> **Job**: Copy word for word the stretch of items from the line containing "[locate] the dark smoke" through the end of the items.

Items from a dataset

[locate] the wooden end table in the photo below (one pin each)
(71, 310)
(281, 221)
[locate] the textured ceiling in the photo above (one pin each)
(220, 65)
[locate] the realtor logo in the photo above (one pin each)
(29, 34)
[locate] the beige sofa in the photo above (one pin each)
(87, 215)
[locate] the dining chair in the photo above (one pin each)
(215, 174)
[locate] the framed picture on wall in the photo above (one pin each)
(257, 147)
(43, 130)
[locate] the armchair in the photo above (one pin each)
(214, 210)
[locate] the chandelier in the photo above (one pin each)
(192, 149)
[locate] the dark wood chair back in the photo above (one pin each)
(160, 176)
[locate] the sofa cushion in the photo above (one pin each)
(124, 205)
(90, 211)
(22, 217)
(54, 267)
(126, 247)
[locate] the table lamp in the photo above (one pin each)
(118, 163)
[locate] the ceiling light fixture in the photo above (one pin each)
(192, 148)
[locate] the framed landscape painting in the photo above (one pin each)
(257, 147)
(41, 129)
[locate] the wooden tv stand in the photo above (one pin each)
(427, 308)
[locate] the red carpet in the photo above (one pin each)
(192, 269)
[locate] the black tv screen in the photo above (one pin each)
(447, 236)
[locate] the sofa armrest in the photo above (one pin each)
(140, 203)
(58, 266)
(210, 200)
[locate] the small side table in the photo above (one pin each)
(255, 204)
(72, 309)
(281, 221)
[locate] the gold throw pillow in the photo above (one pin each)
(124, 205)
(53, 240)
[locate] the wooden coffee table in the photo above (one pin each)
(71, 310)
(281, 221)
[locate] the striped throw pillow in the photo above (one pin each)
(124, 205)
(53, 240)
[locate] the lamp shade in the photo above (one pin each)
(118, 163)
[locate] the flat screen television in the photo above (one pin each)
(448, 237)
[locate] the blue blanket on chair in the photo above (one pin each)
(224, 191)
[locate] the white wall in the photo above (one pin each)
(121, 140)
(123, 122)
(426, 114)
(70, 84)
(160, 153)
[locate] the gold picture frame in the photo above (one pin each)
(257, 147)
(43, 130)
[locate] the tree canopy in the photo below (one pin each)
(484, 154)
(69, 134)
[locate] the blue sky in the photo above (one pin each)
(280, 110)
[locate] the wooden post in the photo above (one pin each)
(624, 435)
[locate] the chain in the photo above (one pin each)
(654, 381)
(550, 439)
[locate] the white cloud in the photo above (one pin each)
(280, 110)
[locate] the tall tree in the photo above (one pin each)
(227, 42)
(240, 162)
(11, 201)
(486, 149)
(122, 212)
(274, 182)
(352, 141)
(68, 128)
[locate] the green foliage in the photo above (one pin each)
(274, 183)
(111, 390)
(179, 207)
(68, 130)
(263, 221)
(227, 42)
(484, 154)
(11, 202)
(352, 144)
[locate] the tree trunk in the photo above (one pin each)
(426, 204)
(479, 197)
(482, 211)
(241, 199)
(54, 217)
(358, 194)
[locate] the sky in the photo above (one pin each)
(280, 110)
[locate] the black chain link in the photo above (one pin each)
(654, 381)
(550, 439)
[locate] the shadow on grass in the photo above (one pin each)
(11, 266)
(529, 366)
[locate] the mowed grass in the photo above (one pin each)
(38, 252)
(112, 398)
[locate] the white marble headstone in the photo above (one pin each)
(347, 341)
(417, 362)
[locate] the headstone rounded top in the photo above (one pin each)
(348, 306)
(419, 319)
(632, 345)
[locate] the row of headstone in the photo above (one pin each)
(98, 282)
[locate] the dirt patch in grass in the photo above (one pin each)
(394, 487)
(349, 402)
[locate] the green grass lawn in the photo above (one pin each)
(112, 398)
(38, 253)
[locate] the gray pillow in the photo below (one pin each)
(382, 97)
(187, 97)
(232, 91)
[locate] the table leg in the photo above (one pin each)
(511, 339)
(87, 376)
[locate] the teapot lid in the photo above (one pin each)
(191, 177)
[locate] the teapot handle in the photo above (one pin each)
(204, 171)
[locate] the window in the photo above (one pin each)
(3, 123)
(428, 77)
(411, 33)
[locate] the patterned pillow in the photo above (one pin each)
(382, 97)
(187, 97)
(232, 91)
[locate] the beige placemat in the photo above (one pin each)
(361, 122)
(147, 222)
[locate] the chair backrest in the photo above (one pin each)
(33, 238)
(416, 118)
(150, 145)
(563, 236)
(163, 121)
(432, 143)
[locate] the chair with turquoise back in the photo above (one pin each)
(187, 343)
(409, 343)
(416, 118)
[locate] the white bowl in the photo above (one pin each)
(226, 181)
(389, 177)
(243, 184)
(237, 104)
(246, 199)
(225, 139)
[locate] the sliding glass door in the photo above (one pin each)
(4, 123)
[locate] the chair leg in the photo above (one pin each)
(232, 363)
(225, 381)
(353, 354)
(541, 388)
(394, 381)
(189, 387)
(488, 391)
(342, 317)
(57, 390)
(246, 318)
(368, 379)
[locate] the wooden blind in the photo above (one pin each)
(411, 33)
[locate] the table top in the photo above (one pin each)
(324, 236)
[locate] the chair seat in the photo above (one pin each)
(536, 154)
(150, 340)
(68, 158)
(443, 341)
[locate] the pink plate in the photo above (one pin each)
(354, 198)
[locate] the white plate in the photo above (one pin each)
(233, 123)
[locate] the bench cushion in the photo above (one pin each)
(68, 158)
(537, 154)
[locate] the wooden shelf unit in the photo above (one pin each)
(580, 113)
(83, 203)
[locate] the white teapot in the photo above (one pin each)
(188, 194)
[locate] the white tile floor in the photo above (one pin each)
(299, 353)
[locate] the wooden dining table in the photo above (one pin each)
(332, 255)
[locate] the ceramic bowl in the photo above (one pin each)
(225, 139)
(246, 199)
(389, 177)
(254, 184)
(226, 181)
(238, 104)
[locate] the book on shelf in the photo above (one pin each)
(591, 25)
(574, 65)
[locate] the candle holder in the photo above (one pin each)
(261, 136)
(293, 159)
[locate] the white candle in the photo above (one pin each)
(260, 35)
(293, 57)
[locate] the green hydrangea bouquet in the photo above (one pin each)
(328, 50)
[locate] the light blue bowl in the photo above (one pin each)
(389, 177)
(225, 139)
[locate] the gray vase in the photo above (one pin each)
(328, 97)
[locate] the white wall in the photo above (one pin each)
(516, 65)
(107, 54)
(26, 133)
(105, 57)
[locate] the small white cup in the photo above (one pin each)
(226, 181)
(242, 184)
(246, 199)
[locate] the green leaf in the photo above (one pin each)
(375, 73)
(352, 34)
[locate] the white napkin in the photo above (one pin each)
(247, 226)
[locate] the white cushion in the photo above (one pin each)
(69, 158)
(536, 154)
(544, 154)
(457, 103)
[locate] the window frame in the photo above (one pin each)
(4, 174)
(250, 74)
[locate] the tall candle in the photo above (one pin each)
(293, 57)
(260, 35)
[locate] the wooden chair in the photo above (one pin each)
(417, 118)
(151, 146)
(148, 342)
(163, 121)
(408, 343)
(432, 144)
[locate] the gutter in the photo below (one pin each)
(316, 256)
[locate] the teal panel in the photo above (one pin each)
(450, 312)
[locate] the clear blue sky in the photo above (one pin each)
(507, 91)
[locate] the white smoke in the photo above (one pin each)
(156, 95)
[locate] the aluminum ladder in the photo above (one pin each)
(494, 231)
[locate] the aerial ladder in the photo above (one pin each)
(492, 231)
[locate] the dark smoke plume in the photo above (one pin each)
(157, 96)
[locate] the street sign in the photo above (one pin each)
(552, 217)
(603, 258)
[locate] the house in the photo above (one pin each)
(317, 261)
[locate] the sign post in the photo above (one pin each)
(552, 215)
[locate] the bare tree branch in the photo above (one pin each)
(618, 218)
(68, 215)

> **Answer to this exercise**:
[locate] the dark smoke plume in the photo above (one pin each)
(157, 96)
[locate] the street sign in the photo above (one pin each)
(552, 217)
(603, 258)
[locate] the house in the photo above (one pin each)
(317, 261)
[locate] the sign post in the photo above (one pin each)
(552, 215)
[locate] the bare tree branch in the photo above (one pin each)
(618, 218)
(68, 215)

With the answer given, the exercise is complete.